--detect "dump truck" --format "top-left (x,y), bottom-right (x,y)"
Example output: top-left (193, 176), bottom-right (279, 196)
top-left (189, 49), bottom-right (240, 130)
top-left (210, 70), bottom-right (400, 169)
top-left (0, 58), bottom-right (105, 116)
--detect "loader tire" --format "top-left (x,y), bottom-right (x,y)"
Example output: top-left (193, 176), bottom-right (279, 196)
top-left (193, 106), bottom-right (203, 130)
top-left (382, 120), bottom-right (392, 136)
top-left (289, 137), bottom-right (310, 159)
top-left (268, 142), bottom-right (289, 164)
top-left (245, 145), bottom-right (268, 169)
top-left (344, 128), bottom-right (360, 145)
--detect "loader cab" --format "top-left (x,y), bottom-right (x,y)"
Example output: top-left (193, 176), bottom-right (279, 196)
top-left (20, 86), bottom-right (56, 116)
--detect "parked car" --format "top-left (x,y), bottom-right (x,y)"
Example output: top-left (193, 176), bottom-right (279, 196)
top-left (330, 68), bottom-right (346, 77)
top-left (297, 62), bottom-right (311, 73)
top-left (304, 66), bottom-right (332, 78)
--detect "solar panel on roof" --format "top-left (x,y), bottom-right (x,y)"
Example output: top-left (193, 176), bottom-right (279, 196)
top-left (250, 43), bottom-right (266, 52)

..............................

To do: Copy out every entry above unchanged, line for line.

The answer:
--detect "dump truck" --format "top-left (x,y), bottom-right (x,y)"
Example output: top-left (193, 176), bottom-right (279, 196)
top-left (189, 49), bottom-right (240, 130)
top-left (210, 70), bottom-right (400, 169)
top-left (0, 58), bottom-right (105, 116)
--detect "loader tire" --format "top-left (x,y), bottom-right (x,y)"
Example output: top-left (193, 176), bottom-right (279, 196)
top-left (193, 106), bottom-right (203, 130)
top-left (382, 120), bottom-right (392, 136)
top-left (289, 137), bottom-right (310, 159)
top-left (268, 142), bottom-right (289, 164)
top-left (245, 145), bottom-right (268, 169)
top-left (344, 128), bottom-right (360, 145)
--detect "loader cab" --format "top-left (x,y), bottom-right (x,y)"
Example output: top-left (193, 176), bottom-right (279, 196)
top-left (20, 86), bottom-right (56, 116)
--detect "parked car" --format "top-left (x,y), bottom-right (x,y)"
Example output: top-left (193, 176), bottom-right (279, 196)
top-left (330, 68), bottom-right (346, 77)
top-left (297, 62), bottom-right (311, 73)
top-left (304, 66), bottom-right (332, 78)
--detect "solar panel on roof" --format "top-left (x,y), bottom-right (x,y)"
Example output: top-left (193, 176), bottom-right (279, 196)
top-left (250, 43), bottom-right (266, 52)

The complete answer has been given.